§ What to produce:
Extract the line that contains "Task: find each instance of the car" and every line after it through the end of the records below, exactly as written, leaving out any pictures.
-- start Source data --
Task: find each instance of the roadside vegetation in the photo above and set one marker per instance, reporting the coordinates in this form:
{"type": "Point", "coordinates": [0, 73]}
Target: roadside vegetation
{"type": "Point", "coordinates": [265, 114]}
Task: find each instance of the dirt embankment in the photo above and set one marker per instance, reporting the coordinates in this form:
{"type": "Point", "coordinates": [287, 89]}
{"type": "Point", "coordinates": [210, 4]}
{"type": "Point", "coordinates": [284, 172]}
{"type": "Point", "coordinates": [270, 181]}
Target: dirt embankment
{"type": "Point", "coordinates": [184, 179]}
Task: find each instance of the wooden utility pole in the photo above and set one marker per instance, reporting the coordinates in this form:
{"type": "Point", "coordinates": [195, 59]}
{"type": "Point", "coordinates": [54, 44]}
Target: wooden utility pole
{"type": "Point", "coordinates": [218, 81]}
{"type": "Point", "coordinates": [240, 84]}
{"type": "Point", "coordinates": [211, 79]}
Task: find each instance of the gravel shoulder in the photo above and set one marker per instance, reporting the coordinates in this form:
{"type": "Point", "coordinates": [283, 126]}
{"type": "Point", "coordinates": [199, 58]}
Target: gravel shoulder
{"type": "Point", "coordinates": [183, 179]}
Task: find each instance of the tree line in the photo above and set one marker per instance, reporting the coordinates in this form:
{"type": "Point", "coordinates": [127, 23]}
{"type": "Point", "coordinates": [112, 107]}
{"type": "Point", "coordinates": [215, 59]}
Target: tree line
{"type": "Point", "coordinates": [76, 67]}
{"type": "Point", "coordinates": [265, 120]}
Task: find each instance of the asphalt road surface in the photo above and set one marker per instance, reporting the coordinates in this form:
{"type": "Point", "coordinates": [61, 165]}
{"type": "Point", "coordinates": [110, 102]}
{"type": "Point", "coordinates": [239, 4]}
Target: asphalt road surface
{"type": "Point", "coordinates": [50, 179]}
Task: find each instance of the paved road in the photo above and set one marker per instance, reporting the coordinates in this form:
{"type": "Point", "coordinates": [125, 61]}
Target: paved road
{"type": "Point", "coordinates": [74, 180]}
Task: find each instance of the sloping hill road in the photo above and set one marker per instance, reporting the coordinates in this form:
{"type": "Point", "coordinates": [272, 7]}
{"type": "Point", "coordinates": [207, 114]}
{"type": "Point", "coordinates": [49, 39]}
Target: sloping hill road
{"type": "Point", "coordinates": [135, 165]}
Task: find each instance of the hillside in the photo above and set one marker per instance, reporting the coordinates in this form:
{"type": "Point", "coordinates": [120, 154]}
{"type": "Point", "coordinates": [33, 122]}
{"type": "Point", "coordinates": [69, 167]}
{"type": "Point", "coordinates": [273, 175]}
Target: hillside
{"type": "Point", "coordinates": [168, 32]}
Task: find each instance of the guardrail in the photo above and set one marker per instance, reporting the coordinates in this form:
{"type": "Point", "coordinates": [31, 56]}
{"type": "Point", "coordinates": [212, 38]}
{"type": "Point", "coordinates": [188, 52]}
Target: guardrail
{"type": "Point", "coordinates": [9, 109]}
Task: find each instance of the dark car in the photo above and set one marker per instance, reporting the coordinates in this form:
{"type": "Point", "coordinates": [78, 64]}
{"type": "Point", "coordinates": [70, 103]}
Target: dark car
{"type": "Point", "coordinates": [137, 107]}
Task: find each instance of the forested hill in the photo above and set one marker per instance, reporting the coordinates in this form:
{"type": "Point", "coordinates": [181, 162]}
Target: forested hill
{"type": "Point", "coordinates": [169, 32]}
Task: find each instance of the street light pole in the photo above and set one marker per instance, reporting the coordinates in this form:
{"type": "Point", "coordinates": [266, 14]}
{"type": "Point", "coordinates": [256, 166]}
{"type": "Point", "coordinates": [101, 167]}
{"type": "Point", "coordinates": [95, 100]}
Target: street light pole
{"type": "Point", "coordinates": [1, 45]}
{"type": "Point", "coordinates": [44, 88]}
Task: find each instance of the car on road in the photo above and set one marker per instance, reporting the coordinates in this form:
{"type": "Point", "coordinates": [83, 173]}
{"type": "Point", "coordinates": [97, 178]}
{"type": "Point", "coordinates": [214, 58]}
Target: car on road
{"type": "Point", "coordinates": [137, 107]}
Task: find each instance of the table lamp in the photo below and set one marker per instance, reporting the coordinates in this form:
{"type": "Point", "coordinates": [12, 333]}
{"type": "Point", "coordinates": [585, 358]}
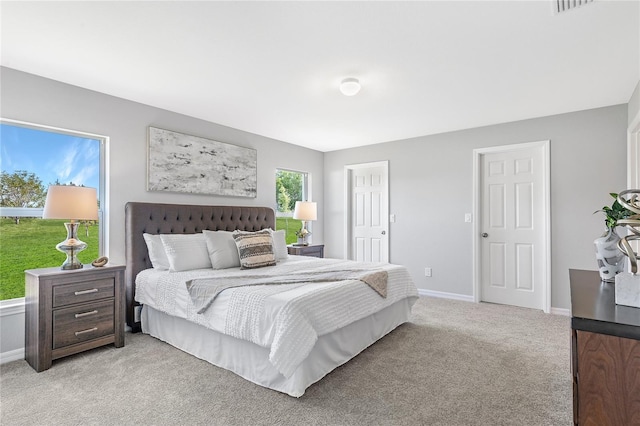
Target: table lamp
{"type": "Point", "coordinates": [305, 211]}
{"type": "Point", "coordinates": [71, 203]}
-- end Source data --
§ Result of the task:
Task: find each instance of the car on road in the photo above and set one marker per instance, reporting the coordinates in this form:
{"type": "Point", "coordinates": [83, 173]}
{"type": "Point", "coordinates": [97, 178]}
{"type": "Point", "coordinates": [214, 58]}
Target: car on road
{"type": "Point", "coordinates": [137, 107]}
Task: find each instance of the table lamp in the photo below and set one marker per instance, reporting the coordinates in this form:
{"type": "Point", "coordinates": [12, 333]}
{"type": "Point", "coordinates": [585, 358]}
Target: table lamp
{"type": "Point", "coordinates": [305, 211]}
{"type": "Point", "coordinates": [71, 203]}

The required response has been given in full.